> _INSTRUCTIONS TO FOLLOW_
Once every line in the data below has been checked for "railing", give the number of lines that hold it, and only that.

> _DATA EXTRACT_
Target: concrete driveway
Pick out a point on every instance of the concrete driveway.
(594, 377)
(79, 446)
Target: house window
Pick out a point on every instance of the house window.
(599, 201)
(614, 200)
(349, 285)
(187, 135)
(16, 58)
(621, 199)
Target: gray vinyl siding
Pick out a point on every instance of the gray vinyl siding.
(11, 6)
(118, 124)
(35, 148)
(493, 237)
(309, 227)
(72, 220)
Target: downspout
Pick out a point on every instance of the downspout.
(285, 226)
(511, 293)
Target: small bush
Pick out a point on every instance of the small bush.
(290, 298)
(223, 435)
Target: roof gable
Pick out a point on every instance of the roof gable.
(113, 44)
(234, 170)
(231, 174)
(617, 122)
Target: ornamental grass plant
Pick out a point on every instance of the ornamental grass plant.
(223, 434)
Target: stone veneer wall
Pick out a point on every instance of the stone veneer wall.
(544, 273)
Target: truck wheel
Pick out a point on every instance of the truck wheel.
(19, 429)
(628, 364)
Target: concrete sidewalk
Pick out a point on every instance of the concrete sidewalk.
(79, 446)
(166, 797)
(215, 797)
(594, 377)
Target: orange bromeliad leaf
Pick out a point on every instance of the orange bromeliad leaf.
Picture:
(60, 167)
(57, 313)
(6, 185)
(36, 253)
--
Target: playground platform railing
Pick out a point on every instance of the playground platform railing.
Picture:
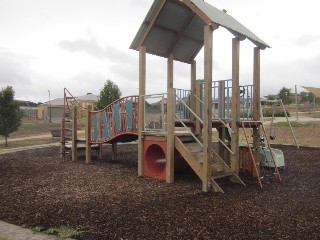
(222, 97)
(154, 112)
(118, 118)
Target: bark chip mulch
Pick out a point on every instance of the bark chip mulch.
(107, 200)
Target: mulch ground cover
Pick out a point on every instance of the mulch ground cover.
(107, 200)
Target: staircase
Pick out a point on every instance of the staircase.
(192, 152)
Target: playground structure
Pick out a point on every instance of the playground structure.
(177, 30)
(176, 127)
==
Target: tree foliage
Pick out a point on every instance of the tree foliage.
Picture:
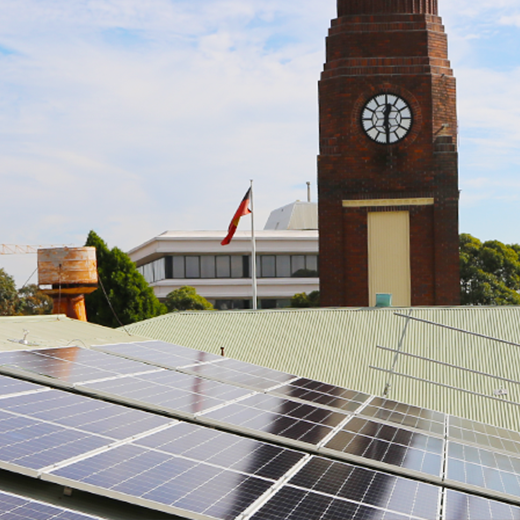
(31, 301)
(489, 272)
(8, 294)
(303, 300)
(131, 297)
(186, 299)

> _WRITTEN ANSWER_
2